Charlie Chaplin will stick to the silver screen like the shoemaker to his last and not even the invitation or “command” of Britain’s King and Queen will lure him to the stage.

The Evening Standard, recording an interview with Chaplin at Juan les Pins, France, today said he had refused a royal command invitation to appear at a benefit vaudeville performance soon which their majesties will attend.

“I don’t appear in public that way,” the newspaper quoted Chaplin. “The last thing in the world I want to do is to make a stage appearance. It would be bad taste.”

The Evening Standard said Chaplin was sending a check to the benefit, which has been arranged by a royal committee for aged and disabled vaudeville artists.

Most actors regard the invitations to appear at command performances, which receive their name from the wording of the invitations, as feathers in their caps and there have been very few refusals. It is not certain that either King George or Queen Mary expressed a wish to see Chaplin in person at the performance, although this may have been the case.

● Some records
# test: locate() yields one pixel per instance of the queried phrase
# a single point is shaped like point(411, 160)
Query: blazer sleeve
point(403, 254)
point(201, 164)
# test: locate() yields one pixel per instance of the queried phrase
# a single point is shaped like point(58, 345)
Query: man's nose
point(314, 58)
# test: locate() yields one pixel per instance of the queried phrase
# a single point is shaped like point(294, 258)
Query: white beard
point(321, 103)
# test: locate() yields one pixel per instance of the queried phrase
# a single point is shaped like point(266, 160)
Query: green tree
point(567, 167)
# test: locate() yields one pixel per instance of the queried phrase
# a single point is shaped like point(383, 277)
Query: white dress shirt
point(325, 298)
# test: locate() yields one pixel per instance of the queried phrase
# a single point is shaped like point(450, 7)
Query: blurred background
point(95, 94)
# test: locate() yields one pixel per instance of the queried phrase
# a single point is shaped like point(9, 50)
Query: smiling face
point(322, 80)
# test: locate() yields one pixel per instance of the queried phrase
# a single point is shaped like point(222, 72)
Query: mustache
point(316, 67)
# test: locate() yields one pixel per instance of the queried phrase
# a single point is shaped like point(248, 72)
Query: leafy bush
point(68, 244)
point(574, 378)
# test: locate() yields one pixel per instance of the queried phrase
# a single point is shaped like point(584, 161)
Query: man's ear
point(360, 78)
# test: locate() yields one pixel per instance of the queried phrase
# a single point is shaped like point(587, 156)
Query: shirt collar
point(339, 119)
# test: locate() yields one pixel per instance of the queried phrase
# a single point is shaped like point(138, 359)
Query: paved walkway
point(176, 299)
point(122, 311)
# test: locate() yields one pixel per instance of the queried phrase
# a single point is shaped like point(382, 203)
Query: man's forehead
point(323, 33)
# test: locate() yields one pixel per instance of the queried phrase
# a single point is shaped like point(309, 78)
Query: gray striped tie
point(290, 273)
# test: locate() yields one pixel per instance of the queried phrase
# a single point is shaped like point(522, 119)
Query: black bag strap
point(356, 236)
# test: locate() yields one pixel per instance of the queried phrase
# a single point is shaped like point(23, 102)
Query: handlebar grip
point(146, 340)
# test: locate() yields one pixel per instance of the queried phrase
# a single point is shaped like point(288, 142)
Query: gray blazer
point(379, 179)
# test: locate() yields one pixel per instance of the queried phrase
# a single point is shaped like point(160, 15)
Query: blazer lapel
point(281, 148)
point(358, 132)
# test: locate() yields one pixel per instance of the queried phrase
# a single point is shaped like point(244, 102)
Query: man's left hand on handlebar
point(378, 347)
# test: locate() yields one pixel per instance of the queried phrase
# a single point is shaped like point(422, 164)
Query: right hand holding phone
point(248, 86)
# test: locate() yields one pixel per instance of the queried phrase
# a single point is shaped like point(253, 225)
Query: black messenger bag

● Goal
In the Chaplin article above, condense the paragraph beginning "Most actors regard the invitations" into a shorter version that retains its main facts.

● Response to this exercise
Most actors consider an invitation to a command performance, named for the invitation's wording, an honor, and very few have declined one. Whether King George or Queen Mary personally wished to see Chaplin perform is uncertain, though possible.